* Excerpted records *
+ + + +
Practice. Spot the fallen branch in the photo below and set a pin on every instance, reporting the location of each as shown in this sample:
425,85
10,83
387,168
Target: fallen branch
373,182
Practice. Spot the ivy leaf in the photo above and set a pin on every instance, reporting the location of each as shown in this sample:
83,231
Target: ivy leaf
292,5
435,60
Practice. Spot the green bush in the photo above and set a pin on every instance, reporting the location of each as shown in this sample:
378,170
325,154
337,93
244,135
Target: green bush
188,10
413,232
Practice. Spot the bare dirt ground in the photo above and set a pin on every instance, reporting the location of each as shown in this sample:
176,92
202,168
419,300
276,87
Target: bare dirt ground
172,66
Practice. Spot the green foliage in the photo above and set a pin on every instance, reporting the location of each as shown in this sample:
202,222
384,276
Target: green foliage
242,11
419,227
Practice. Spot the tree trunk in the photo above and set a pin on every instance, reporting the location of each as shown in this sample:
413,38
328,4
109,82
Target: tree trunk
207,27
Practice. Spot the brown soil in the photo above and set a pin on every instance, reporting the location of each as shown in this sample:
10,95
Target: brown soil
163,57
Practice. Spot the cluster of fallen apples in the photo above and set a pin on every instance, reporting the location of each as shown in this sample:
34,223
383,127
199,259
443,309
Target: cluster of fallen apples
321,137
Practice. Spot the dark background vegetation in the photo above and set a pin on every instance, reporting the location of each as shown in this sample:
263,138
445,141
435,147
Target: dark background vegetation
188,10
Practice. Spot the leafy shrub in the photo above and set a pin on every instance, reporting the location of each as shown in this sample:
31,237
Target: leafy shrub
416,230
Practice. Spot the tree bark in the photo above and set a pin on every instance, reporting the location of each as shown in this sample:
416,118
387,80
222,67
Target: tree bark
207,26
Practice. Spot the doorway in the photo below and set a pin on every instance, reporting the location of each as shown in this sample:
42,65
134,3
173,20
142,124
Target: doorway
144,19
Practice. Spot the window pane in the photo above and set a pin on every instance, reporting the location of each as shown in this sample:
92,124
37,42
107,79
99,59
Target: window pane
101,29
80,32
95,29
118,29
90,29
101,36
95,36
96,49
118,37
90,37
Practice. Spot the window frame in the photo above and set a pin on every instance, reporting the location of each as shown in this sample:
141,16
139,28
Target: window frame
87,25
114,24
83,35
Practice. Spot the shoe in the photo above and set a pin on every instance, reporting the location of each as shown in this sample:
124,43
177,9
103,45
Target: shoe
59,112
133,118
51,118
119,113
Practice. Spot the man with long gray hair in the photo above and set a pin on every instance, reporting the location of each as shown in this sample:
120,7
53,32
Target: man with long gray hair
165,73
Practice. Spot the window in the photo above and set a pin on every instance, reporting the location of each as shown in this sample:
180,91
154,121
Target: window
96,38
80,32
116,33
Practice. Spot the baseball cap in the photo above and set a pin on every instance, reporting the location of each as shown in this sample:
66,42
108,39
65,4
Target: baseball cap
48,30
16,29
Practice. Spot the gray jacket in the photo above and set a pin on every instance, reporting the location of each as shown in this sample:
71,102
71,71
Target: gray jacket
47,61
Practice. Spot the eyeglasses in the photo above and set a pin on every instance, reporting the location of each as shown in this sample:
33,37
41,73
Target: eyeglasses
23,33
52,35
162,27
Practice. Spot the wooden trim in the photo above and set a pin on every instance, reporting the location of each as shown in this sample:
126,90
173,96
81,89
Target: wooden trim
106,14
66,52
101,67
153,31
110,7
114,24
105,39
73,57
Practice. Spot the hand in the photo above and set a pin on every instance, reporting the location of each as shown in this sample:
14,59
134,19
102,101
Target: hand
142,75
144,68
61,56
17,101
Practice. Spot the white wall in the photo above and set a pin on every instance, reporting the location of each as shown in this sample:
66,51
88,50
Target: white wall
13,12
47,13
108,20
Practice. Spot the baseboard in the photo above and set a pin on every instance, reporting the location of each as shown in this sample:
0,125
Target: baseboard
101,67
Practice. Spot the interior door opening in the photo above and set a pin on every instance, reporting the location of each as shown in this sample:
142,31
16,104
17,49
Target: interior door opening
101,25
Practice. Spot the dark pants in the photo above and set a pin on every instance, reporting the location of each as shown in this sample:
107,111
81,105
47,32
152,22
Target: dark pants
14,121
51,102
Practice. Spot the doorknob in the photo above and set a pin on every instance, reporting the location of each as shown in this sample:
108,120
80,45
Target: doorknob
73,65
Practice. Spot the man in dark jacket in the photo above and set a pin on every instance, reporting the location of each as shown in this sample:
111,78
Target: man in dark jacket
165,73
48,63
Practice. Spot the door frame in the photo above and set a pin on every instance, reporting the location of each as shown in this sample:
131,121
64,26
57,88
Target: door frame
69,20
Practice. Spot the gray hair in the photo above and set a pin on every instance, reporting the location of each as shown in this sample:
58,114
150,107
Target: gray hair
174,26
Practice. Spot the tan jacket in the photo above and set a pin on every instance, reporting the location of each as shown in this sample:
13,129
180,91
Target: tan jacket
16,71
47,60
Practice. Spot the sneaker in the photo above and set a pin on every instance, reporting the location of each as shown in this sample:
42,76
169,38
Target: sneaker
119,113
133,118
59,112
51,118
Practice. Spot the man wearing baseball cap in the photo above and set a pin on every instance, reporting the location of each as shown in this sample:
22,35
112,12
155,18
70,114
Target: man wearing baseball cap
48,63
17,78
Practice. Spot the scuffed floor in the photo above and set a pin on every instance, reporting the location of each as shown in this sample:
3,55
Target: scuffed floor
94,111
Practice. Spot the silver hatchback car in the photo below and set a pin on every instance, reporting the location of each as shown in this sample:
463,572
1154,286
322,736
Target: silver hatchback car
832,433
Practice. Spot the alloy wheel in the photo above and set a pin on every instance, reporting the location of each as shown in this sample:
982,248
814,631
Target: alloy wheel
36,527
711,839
+ + + +
* Do this *
Reproduce word for word the lines of the records above, from the line containing "Practice. Spot the silver" through the last line of the records, both included.

* Reply to the task *
Practice. Spot the silver hatchback car in the photo below and set a pin on every instance, reporting the location of each as shown in this sample:
463,572
1154,286
322,736
Target: silver hatchback car
832,433
Practice. Spot the alloy wheel in the photo above and set a pin on every instance, reporting the location of each as shown in this sample:
982,248
814,631
Target: alloy wheel
36,527
711,839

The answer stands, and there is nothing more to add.